[Records provided]

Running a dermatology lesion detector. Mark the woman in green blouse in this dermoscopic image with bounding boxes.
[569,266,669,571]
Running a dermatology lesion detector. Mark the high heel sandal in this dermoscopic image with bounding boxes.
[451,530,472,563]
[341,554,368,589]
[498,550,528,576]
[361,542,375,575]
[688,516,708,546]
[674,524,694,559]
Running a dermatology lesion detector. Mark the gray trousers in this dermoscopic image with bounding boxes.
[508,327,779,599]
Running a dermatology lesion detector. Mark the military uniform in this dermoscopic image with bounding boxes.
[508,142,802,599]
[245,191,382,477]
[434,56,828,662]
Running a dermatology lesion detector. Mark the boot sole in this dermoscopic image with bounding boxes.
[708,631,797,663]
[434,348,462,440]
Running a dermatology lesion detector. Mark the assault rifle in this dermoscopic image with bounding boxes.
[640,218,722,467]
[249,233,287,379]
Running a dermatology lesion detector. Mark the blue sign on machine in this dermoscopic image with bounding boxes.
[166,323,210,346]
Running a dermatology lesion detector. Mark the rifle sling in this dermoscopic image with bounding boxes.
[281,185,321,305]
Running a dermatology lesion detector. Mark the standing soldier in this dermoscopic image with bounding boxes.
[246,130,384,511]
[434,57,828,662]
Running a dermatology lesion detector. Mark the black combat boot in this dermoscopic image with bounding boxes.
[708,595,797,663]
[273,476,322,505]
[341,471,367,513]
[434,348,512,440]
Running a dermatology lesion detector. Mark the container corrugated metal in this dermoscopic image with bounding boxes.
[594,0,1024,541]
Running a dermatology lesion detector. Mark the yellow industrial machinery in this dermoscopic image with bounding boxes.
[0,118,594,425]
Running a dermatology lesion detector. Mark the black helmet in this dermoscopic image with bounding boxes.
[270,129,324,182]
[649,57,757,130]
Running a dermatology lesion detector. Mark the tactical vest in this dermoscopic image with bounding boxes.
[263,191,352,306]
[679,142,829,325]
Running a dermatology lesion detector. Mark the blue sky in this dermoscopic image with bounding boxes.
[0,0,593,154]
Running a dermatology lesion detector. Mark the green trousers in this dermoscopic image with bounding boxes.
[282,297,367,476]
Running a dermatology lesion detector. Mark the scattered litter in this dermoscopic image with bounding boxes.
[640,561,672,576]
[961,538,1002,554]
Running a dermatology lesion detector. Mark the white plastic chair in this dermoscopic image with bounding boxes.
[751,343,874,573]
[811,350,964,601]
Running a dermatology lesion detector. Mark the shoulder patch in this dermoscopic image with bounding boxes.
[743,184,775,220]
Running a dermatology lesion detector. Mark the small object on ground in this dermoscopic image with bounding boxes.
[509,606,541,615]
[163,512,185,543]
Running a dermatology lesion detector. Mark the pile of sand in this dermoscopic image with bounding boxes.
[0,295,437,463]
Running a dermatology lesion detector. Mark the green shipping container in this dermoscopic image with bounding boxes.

[Written instruction]
Rewrite all of the material above as a numbered list, omitting any blank lines.

[Task response]
1. Running a dermatology lesion detector. Mark the woman in green blouse in this dermoscopic image with bounding boxes.
2. [569,266,669,571]
3. Running a dermatology lesion detector. Mark the high heel sandal in this dermoscopic image with bounding boxes.
4. [451,530,472,563]
5. [341,554,368,589]
6. [498,550,528,576]
7. [361,542,375,575]
8. [688,516,708,546]
9. [674,524,694,559]
10. Running a dermatology lesion detector. Mark the gray trousers in this dermoscopic image with bounding boxes.
11. [508,327,779,599]
12. Running a dermatology lesion detector. Mark the military uniform in this dermoscopic image with bounding boxes.
13. [508,142,802,599]
14. [245,191,382,477]
15. [434,56,828,662]
16. Running a dermatology lesion detector. Mark the boot sole in this dermoscopic image with bounding boxes.
17. [708,631,797,663]
18. [434,348,462,440]
19. Running a dermatology lesion detector. Mark the assault rifle in this dermoscopic image with bounding boxes.
20. [640,218,722,467]
21. [249,233,287,379]
22. Running a dermatology lesion detector. Mark the blue sign on machine in this dermoscopic image with bounding boxes.
23. [166,323,210,346]
24. Running a dermatology lesion detector. Mark the rifle sling in this dermoscopic image with bounding boxes.
25. [281,185,321,305]
26. Running a dermatology lesion detector. Mark the standing soldier in this dermoscopic image with bounding boxes.
27. [246,130,384,511]
28. [434,57,828,662]
29. Running a dermatology lesion detector. Mark the black combat boot in this dermoscopic image with bounding boxes.
30. [708,595,797,663]
31. [273,476,322,505]
32. [341,471,367,513]
33. [434,348,512,440]
34. Running a dermatology lesion detector. Mark the container corrugated metal in this dermoscopic image with bounding boxes.
35. [594,0,1024,541]
36. Running a dermatology lesion detector. Mark the yellow industrial machinery in this dermoscopic image with bounding boxes.
37. [0,118,594,425]
38. Running a dermatology lesion detector. Mark the black helmet in this dermoscopic image with bounding boxes.
39. [270,129,324,182]
40. [649,57,757,130]
41. Running a dermatology lesion detector. Mark the tactical vest in this dermoscopic image with bounding boxes.
42. [263,191,352,306]
43. [679,142,829,325]
44. Running a dermatology lesion detector. Mark the blue sky in this dermoscopic image with bounding boxes.
45. [0,0,593,154]
46. Running a dermatology lesion detector. Mark the green trousers in this dermoscopic image with bounding boxes.
47. [282,297,367,476]
48. Running a dermatology lesion detector. Mark the scattered litter in this dermoscopic image with bounding boxes.
49. [640,561,672,576]
50. [961,538,1002,554]
51. Running a dermatology lesion detector. Mark the white plastic chair in this dermoscopic image with bounding boxes.
52. [751,343,874,573]
53. [811,350,964,601]
54. Running a dermatology lesion detector. Mark the shoulder patch in this dermoscopic image with bounding boxes.
55. [743,184,775,220]
56. Running a dermatology lesion detector. Mark the small object on ground in this dermoscopic image with bounding boxes.
57. [509,606,541,615]
58. [163,512,185,543]
59. Running a dermatology lesion detector. Mark the pile of sand in this dermoscopic image with bounding boxes.
60. [0,295,437,463]
61. Running a dermatology lesion detector. Mark the green shipping container in this dermoscopic image with bounding boxes.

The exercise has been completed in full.